Selected passage ->
# Relative movement and agreement about an object's speed

1. May 12, 2015

### Quarlep

I am confused about Relative Motion.Lets suppose we have one train and two observer.One of them inside the train and the other one is outside.Lets think the outside observer see the train moves a constant velocity v.The observer in the train will be think it is not moving cause of Galileo Principle(It means you cannot prove your are moving or not moving).The outside observer will think kinetic energy will be 1/2mv^2 but the inside observer cant say anything(or will say zero cause he will think its not moving).Now lets think a special situation which two observer can agree the speed.(I know its not possible but lets think thats possible).In this case Can two observers agree on kinetic energy of train(In this case again its violets galileo principle cause the observer in the train know its moving but he cant proof)here I am started to confused.What can be solution Can they agree on kinetic energy cause of the observer inside the train no proof of movement ?

2. May 12, 2015

### A.T.

3. May 12, 2015

### Quarlep

Thank you thats the thing what I want

4. May 12, 2015

### Quarlep

I didnt understand something.Total kinetic energy will be A momentum energy and normal relative kinetic energy ? How can we calculate momentum energy ? (My main language is not english so I am getting trouble to understand logic)

5. May 12, 2015

### Staff: Mentor

There is no such thing as "momentum energy". I think you misread/mistranslated.

6. May 13, 2015

### Quarlep

Whats Ei snd MV^2/2 can someone explain me this simpler just what these things mean and whats the COM frame please
Thanks

Last edited: May 13, 2015
7. May 13, 2015

### Staff: Mentor

The COM frame is the frame where the total momentum is 0. The mv^2/2 is just the non relativistic formula for kinetic energy.

I have no idea what Ei might be referring to. Perhaps you could provide a citation or some context.

Material ->
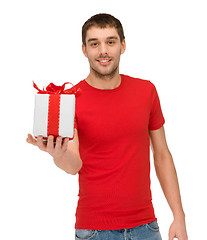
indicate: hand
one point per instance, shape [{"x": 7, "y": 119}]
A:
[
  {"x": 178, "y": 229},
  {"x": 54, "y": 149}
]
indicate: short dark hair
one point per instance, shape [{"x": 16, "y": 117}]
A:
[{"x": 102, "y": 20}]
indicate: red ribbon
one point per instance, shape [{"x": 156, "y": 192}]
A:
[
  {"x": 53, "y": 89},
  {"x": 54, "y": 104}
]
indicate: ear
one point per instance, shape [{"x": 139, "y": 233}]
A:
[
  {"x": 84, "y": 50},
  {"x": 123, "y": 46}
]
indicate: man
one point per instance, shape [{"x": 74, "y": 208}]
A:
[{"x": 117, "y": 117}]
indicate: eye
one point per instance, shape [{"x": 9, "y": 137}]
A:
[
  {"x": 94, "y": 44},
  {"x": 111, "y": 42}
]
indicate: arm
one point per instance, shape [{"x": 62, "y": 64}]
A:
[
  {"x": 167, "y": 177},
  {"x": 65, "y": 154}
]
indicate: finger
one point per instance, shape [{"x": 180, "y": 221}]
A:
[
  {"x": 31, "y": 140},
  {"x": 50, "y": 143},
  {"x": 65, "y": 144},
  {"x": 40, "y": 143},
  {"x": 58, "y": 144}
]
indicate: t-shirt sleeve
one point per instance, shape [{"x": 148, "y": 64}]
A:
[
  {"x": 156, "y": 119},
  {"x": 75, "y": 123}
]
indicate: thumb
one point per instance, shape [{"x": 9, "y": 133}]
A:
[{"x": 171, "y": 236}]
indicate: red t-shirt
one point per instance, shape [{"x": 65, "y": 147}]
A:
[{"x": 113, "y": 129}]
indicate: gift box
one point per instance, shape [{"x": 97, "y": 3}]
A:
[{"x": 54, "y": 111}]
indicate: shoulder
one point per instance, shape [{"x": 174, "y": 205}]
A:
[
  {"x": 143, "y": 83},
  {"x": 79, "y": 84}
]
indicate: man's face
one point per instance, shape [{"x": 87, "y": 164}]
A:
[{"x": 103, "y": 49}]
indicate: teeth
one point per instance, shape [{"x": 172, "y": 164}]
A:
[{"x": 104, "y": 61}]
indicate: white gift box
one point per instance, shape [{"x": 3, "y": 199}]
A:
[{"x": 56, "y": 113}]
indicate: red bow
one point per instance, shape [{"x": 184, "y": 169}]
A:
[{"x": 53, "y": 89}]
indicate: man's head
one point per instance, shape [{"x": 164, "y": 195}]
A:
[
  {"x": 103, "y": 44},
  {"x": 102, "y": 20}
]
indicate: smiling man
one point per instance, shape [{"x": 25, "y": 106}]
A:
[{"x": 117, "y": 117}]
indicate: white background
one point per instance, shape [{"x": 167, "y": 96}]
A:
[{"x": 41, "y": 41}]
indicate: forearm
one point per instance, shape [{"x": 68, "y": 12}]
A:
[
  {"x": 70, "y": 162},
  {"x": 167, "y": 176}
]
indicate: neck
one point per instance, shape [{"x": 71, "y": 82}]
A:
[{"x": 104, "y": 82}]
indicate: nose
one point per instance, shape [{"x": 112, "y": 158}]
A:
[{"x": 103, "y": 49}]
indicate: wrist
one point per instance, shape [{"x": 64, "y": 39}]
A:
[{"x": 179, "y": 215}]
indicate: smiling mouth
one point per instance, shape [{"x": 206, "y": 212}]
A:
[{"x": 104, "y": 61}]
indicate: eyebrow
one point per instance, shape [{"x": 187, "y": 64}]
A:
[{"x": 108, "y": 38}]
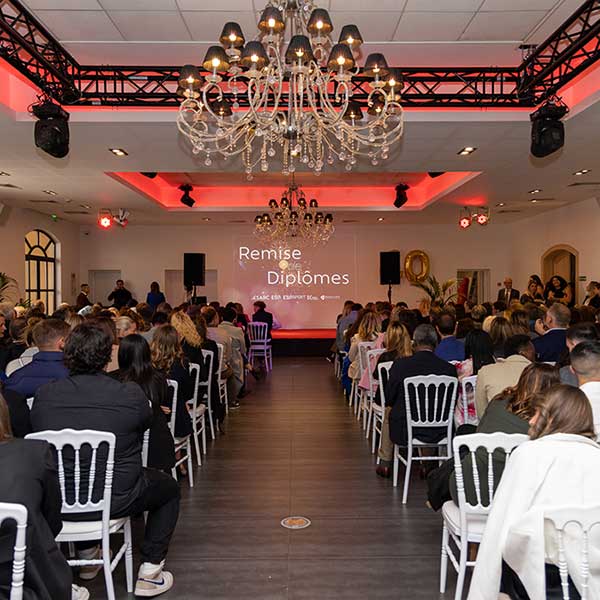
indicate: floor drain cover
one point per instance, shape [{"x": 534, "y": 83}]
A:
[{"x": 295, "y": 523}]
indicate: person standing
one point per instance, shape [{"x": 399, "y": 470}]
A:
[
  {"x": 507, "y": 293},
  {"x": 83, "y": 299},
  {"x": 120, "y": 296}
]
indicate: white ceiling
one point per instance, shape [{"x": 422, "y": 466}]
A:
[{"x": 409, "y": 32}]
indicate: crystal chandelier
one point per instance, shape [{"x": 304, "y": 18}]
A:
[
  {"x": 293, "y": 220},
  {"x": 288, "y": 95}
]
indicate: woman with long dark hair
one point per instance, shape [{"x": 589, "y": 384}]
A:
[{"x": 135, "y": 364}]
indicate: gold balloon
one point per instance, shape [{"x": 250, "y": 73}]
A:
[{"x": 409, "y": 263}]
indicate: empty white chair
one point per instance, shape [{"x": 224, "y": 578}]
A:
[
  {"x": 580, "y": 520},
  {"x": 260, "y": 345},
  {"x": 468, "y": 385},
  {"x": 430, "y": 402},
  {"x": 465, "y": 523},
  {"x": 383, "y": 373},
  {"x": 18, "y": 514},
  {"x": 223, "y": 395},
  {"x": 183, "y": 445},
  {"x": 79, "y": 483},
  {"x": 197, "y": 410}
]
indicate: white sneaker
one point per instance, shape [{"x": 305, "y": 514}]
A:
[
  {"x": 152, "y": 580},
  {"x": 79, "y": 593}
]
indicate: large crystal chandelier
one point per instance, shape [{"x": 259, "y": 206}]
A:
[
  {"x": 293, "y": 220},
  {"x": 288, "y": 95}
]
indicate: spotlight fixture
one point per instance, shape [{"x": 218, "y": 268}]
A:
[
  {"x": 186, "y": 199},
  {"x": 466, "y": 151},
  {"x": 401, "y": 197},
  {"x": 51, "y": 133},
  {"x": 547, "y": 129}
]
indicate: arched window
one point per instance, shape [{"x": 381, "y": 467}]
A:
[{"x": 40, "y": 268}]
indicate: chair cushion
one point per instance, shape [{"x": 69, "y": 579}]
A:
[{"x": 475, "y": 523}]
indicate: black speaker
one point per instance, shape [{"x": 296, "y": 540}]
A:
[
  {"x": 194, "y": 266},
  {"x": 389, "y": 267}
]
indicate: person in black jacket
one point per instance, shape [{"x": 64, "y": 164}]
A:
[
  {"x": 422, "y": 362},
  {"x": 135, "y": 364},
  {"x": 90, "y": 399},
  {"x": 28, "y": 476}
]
==
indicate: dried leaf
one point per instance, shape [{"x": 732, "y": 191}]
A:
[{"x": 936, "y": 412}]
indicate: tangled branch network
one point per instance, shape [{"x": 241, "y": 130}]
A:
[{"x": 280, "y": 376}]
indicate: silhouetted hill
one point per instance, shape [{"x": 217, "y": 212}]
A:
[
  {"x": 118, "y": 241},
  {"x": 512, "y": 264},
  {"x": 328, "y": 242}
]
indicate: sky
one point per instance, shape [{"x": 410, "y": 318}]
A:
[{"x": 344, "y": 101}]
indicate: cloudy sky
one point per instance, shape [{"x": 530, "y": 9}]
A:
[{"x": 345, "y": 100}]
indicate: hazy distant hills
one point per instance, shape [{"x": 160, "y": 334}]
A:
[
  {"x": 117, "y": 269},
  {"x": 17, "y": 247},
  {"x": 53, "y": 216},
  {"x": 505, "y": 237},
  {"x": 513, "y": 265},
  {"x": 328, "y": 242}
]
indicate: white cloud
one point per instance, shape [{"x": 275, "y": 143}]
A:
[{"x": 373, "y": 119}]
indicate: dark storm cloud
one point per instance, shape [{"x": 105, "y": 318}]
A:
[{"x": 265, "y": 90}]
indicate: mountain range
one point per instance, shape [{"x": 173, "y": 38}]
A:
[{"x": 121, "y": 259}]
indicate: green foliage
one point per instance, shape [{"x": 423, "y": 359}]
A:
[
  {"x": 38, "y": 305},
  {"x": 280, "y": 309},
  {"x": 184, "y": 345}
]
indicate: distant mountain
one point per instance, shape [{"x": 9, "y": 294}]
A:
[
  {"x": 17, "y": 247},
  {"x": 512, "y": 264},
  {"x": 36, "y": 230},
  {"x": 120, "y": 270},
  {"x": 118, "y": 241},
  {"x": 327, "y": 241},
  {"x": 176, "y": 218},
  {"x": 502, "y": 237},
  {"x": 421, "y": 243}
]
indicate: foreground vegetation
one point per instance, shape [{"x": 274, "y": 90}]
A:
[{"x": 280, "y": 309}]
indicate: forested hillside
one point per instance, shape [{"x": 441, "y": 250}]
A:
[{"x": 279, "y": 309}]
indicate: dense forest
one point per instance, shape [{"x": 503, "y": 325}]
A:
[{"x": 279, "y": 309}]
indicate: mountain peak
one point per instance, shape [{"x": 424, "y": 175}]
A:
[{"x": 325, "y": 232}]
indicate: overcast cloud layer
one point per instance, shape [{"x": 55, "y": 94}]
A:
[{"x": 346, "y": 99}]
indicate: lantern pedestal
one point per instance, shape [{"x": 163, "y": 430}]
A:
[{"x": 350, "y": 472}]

Job 1 ->
List the numbers of all posts in the thread on relative movement that were written by Quarlep.
Job 2 ->
Repeat word for word the part of the thread on relative movement that opens with the words "Last edited: May" and closes with "for kinetic energy.".

Complete output 1 ->
1, 3, 4, 6

Complete output 2 ->
Last edited: May 13, 2015
7. May 13, 2015

### Staff: Mentor

The COM frame is the frame where the total momentum is 0. The mv^2/2 is just the non relativistic formula for kinetic energy.